→ **課題**
エントリの冒頭から「480,407 -> 529,460」を含む行までを、列名「依頼」「回答」の2列CSVに書き出してください。依頼1件につき1行とし、両方の値をそれぞれ引用符で囲んだ1フィールドに収め、改行はスペースに置き換えること。

# # # # # # #

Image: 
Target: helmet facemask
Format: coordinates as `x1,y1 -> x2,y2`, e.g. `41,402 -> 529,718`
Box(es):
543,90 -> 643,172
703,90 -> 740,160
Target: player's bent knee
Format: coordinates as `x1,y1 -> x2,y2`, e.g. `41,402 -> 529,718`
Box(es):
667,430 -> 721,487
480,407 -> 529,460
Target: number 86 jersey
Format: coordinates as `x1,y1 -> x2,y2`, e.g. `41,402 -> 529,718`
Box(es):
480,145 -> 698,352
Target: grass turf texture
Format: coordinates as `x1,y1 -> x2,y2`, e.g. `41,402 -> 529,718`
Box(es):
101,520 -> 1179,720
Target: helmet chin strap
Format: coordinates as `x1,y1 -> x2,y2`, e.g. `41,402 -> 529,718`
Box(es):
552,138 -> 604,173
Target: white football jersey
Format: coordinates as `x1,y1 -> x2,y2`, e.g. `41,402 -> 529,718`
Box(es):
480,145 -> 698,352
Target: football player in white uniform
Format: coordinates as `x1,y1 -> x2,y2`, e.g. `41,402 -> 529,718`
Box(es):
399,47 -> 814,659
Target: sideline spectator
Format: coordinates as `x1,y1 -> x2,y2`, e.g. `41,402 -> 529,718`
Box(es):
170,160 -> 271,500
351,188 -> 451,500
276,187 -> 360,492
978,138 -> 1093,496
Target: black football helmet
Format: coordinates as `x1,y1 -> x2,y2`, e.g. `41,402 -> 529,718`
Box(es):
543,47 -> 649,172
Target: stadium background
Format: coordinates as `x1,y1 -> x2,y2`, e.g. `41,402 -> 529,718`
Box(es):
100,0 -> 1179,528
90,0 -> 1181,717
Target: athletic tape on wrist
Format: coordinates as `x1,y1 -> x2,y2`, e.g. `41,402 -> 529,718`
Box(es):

# # # # # # #

→ **出力**
依頼,回答
"Image: Target: helmet facemask Format: coordinates as `x1,y1 -> x2,y2`, e.g. `41,402 -> 529,718` Box(es):","543,90 -> 643,172 703,90 -> 740,160"
"Target: player's bent knee Format: coordinates as `x1,y1 -> x2,y2`, e.g. `41,402 -> 529,718` Box(es):","667,430 -> 721,487 480,407 -> 529,460"